▸ Problem 1
Retype the passage of the Harvard news excerpt that begins with the words containing "Former secretary of" and ends with "the Soviet Union.".
▸ Problem 2
Extend the Harvard news excerpt past its final sentence.

··· Excerpt to read

Former secretary of state Henry Kissinger ’50, A.M. ’52, Ph.D. ’54, returns to campus for a Sanders Theatre talk to reflect on the art of statecraft and foreign policy. “I’ve spent all my life thinking about these problems,” says Kissinger, who served during the Nixon and Ford administrations and who oversaw the end of the Vietnam War, the opening up of China, and America’s Cold War policy of détente with the Soviet Union.

President of Brazil Dilma Rousseff arrives at Harvard to witness the signing of a five-year agreement with the government of Brazil to eliminate financial barriers for talented Brazilian science students pursuing undergraduate and graduate studies at Harvard.

Jonathan L. Walton, Professor of Religion and Society at Harvard Divinity School, is named Pusey Minister in the Memorial Church and Plummer Professor of Christian Morals, effective July 1. He succeeds the beloved Rev. Professor Peter J. Gomes, who died in February 2011.

After nabbing the National Book Award in November, John Cogan University Professor of the Humanities Stephen Greenblatt wins the 2012 Pulitzer Prize for general nonfiction.

Pulitzer Prize-winner Stephen Greenblatt. Photo by Stephanie Mitchell/Harvard Staff Photographer

The University announces plans to refurbish the Science Center plaza, with the goal of transforming the site from a pedestrian walkway into a vibrant meeting space for Harvard student, faculty, and staff events, and the surrounding community. Part of the Common Spaces program, the renewal project includes installation of a permanent bamboo grove and several new trees for shade, as well as a hard surface throughout, which will allow for a variety of programming options. New seating and tables will be installed.

Arts First, the annual festival showcasing student and faculty creativity at Harvard, celebrates its 20th year with four days of nonstop art. Highlights include the presentation of the 2012 Harvard Arts Medal to Tommy Lee Jones ’69 in a ceremony featuring John Lithgow ’67 and the Boston premiere at Widener Library of David Michalek’s “Slow Dancing,” an outdoor installation featuring large-scale, slow-motion video portraits of dancers.

Harvard Arts Medalist Tommy Lee Jones. Photo by Rose Lincoln/Harvard Staff Photographer

Also during Arts First, a group of students, led by Boylston Professor of Rhetoric and Oratory and poet Jorie Graham, present a communal recitation of poetry that draws from hundreds of years of poets at Harvard titled “Over the Centuries: Poetry at Harvard (A Love Story).”

······
··· Supplied information

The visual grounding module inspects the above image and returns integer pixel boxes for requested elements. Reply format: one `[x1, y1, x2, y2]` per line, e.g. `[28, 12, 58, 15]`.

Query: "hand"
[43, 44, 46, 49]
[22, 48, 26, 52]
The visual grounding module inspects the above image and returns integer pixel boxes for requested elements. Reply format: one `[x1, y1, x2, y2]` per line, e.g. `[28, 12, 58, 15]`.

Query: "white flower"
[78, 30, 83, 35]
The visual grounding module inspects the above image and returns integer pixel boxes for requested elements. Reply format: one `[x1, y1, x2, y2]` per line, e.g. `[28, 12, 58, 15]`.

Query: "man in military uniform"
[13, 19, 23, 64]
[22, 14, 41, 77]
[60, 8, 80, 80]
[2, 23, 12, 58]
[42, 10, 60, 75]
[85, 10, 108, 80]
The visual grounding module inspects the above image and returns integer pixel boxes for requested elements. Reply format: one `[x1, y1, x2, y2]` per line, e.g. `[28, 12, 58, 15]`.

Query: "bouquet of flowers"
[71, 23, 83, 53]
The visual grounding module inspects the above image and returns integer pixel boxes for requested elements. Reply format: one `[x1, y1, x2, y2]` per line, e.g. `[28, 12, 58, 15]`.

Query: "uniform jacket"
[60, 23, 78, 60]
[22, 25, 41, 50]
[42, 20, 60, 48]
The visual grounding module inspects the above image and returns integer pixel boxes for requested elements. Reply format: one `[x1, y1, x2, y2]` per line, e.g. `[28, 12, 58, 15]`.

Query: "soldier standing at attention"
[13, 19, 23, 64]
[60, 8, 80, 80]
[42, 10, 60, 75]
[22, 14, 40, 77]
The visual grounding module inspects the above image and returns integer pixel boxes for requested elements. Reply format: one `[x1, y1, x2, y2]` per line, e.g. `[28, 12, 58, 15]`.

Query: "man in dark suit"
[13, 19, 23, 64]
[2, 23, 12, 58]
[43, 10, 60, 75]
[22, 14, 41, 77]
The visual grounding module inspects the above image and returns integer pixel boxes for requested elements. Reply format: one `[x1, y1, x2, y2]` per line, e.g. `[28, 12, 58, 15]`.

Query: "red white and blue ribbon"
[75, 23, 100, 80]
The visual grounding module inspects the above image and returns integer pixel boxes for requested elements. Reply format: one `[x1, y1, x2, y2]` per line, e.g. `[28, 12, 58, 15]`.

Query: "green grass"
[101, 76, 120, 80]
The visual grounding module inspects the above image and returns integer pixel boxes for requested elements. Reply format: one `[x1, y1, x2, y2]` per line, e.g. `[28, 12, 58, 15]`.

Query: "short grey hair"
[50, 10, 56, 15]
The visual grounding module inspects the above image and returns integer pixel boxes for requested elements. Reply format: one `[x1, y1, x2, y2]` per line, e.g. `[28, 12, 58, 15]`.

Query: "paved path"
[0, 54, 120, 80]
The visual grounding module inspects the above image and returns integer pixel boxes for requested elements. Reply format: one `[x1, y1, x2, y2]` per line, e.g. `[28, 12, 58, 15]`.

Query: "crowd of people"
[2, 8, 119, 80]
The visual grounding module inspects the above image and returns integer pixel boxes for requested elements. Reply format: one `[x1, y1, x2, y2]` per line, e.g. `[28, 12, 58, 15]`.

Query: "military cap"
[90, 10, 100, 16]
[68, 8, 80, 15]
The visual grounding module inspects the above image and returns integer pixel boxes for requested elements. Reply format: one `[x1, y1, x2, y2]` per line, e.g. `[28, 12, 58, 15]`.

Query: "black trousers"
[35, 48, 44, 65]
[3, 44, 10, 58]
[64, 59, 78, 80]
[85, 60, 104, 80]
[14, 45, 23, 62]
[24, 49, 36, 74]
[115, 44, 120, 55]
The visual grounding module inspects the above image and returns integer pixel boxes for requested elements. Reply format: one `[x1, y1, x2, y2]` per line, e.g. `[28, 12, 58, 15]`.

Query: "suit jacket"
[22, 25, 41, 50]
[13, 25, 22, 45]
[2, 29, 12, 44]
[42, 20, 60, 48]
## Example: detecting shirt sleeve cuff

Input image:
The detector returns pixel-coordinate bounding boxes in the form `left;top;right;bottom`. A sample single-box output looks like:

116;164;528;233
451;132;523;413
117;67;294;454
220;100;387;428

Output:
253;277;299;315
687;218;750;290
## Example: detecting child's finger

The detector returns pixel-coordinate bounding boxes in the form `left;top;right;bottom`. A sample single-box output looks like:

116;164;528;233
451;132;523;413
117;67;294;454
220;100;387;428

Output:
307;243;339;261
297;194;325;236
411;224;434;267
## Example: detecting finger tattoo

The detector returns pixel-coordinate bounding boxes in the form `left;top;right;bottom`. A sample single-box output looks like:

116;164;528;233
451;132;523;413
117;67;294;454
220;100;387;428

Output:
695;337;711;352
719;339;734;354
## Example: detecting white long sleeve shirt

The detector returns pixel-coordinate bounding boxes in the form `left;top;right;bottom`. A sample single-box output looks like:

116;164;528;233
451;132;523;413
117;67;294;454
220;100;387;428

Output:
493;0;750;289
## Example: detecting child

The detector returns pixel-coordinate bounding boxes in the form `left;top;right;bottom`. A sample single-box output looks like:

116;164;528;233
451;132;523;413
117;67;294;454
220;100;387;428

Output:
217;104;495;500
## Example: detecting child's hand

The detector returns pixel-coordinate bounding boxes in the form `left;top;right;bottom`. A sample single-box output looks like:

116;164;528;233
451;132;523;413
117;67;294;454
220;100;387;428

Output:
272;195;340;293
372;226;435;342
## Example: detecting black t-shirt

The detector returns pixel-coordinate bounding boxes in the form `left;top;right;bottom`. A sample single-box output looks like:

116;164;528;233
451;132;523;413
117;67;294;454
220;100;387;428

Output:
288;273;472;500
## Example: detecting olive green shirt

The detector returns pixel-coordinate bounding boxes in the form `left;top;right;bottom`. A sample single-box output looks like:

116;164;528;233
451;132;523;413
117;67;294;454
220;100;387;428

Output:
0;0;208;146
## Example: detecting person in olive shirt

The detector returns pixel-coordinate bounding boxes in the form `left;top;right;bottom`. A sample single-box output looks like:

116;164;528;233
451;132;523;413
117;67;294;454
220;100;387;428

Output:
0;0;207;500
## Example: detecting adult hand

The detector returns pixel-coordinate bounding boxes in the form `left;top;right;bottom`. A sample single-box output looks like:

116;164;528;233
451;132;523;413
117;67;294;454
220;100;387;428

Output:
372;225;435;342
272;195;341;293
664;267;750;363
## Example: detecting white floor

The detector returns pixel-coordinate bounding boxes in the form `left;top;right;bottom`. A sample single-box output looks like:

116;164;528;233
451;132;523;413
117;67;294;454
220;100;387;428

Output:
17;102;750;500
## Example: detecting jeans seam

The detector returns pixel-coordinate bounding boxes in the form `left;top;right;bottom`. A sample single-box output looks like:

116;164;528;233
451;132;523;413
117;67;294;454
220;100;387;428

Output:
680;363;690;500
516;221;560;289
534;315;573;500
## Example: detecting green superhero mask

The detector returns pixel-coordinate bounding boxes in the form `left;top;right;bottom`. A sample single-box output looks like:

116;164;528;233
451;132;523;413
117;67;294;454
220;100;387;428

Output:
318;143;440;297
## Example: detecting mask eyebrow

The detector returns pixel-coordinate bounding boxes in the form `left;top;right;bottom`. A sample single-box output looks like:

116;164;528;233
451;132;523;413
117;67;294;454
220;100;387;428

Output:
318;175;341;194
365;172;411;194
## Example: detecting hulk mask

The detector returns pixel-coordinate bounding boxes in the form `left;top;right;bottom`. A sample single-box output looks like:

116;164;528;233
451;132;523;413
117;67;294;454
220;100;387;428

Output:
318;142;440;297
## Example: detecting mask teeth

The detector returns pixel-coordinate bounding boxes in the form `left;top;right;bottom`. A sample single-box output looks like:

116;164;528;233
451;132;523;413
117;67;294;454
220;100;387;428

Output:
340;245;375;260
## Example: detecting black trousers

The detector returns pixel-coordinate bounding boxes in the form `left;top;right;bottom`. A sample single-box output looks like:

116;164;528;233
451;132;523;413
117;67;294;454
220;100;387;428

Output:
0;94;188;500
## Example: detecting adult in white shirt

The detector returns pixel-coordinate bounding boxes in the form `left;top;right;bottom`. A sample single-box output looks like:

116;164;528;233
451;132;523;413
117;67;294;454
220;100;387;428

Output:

······

▸ Exercise result 1
Former secretary of state Henry Kissinger ’50, A.M. ’52, Ph.D. ’54, returns to campus for a Sanders Theatre talk to reflect on the art of statecraft and foreign policy. “I’ve spent all my life thinking about these problems,” says Kissinger, who served during the Nixon and Ford administrations and who oversaw the end of the Vietnam War, the opening up of China, and America’s Cold War policy of détente with the Soviet Union.

▸ Exercise result 2
MAY 2012

Harvard and the Massachusetts Institute of Technology announce the launch of edX, a transformational partnership in online education. Through edX, the two institutions will collaborate to enhance campus-based teaching and learning and build a global community of online learners. EdX will build on both universities’ experience in offering online instructional content. The technological platform recently established by MITx, which will serve as the foundation for the new learning system, was designed to offer online versions of MIT courses featuring video lesson segments, embedded quizzes, immediate feedback, student-ranked questions and answers, online laboratories, and student-paced learning. Certificates of mastery will be available for those motivated and able to demonstrate their knowledge of the course material.

Nearly 81 percent of students admitted to the Class of 2016 choose to matriculate at Harvard College. The last time the yield on admitted students reached 80 percent was in 1971 for the Class of 1975. The yield for the Class of 2015 was 75.9 percent.

Leverett Professor of Mathematics Benedict Gross, Agassiz Professor of Zoology Farish Jenkins, Rabb Professor of Anthropology Arthur Kleinman, Cabot Professor of Aesthetics and the General Theory of Value Elaine Scarry, and Samuel H. Wolcott Professor of Philosophy Alison Simmons receive Harvard College Professorships in recognition of their dedication to undergraduate teaching.

Harvard College Dean Hammonds, FAS Dean Smith, Quincy co-masters Deb and Lee Gehrke, alumni, and students break ground on the Old Quincy House Test Project. The initiative, which is scheduled to run through the 2012-13 academic year, will provide students with a 21st-century residential experience and will inform Harvard’s efforts to renew the entire House system.